*Aufgaben*:
a) Fasse den Absatz im Text zu Franquins „Schwarze Gedanken“, der mit „Comic-Ikone André Franquin“ beginnt, als knappe Stichpunktliste zusammen.
b) Von wann bis wann entstanden laut dem Text zu Franquins „Schwarze Gedanken“ die Episoden der Serie?
c) Schreibe den Text zu Franquins „Schwarze Gedanken“ nach seinem letzten Satz fort.

*Dokumenttext*:
-------
Franquin, André - Schwarze Gedanken

Franquin, André - Schwarze Gedanken

Veröffentlicht am 14.05.2024

Gesamtausgabe des Comic-Klassikers.

Comic-Ikone André Franquin (1924-1997) wird zumeist mit dem vergnüglichen Abenteuercomic „Spirou und Fantasio“, der Schöpfung des herrlich ungebändigten „Marsupilami“ oder dem chaotischen Büroboten „Gaston“ verbunden. Eine Werksgruppe ganz anderer Art fällt aus seinem bunten Oeuvre heraus – die Serie „Schwarze Gedanken“. Anlässlich seines 100. Geburtstags liegt nun erstmals eine vollständige, in chronologischer Reihenfolge gehaltene und kommentierte Edition dieses Meilensteins der Comic-Geschichte vor: 1977 bis 1988 entstanden diese konsequent in Schwarz-Weiß gehaltenen Episoden, mit denen man eine ganz andere, dem Titel entsprechend dunkle Seite von Franquin kennenlernen konnte.
-------
*Daten*:
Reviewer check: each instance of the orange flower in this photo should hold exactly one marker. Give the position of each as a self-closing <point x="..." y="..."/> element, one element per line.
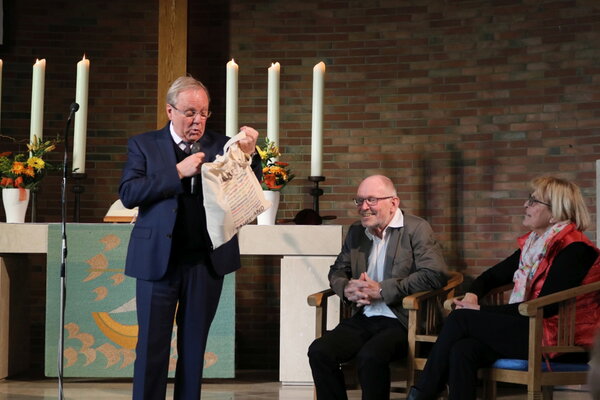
<point x="29" y="171"/>
<point x="17" y="168"/>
-------
*Lösungen*:
a)
- André Franquin (1924–1997) ist vor allem durch „Spirou und Fantasio“, das „Marsupilami“ und „Gaston“ bekannt.
- Die Serie „Schwarze Gedanken“ fällt aus seinem übrigen Werk heraus.
- Zu seinem 100. Geburtstag erscheint erstmals eine vollständige, chronologisch geordnete und kommentierte Ausgabe.
- Die Episoden entstanden von 1977 bis 1988, sind durchgehend schwarz-weiß und zeigen eine dunkle Seite Franquins.

b) Die Episoden entstanden von 1977 bis 1988.

c)
In unterschiedlichsten Formaten, vom prototypischen Strip bis zu Miniaturen von wenigen Seiten Umfang, bewegen sich Silhouetten durch eine detailreiche Wirklichkeit, die im Vergleich zu seinen populären Serien klar ein erwachsenes Publikum adressierten und auch stärker an den Zumutungen der Wirklichkeit orientiert waren. Formale Vielfalt wird dabei mit thematischer bzw. motivischer Kohärenz verbunden: Die „Idées noires“ zeigen die Folgen von Aufrüstung, Atomkraft und Umweltkatastrophen, bietet ungeschönte Darstellungen von ungebremster Autorität und Bürokratie, führen Jagd und Leistungssport vor.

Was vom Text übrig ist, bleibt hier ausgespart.